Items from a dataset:
□ □ □ □ □
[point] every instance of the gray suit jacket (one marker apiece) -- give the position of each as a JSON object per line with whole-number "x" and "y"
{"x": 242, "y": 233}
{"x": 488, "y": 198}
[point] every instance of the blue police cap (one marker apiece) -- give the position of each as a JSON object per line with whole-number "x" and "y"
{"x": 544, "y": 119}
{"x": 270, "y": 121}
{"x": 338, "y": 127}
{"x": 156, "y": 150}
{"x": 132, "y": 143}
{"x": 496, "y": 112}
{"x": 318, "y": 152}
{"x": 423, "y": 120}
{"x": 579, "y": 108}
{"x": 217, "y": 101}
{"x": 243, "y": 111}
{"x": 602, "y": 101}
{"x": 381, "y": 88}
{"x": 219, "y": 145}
□ □ □ □ □
EXERCISE: The complete set of entries above must be reproduced verbatim.

ANSWER TO THIS EXERCISE:
[point] every instance of the gray suit jacket (one marker apiece) -- give the position of each as a JSON object per line with whole-number "x" and "y"
{"x": 242, "y": 233}
{"x": 488, "y": 198}
[point] every instance of the blue police cap (one marker apiece) -- give the position of each as a JSON object per line with whole-number "x" and "y"
{"x": 544, "y": 119}
{"x": 270, "y": 121}
{"x": 338, "y": 127}
{"x": 156, "y": 150}
{"x": 132, "y": 143}
{"x": 496, "y": 112}
{"x": 318, "y": 152}
{"x": 423, "y": 120}
{"x": 579, "y": 108}
{"x": 217, "y": 101}
{"x": 243, "y": 111}
{"x": 602, "y": 101}
{"x": 381, "y": 88}
{"x": 219, "y": 145}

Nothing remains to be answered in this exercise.